Task description: Nothing but an exact copy of the listing should be given.

(Beginning of Input data)

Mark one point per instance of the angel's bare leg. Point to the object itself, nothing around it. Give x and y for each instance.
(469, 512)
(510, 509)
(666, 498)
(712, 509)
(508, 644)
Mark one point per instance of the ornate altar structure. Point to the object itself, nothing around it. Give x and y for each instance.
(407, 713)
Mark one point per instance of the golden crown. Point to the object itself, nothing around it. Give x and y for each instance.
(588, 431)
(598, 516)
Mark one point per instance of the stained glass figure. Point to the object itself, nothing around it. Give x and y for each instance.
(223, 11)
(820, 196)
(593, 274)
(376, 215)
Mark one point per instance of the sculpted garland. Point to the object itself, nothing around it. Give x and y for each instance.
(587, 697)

(End of Input data)

Solution below:
Mark one point per instance of the angel's bare leg. Point to the object itself, nothing around it. Give x and y for each instance.
(469, 512)
(510, 509)
(666, 498)
(712, 509)
(508, 644)
Mark one point per instance of the ornate altar structure. Point to the object itself, nothing around it. Give x and y for each instance.
(407, 713)
Mark one point per instance of the golden crown. Point to the object itself, nothing around it. Give x and y for each instance.
(588, 431)
(598, 516)
Mark one point per instance of the stained glass figure. Point to the object itself, nothing around it. Give x and y for each instance.
(223, 11)
(820, 196)
(593, 274)
(376, 215)
Mark one point per instance of the sculpted garland. Point to the object itself, nothing around it. Give x and y for each instance.
(587, 697)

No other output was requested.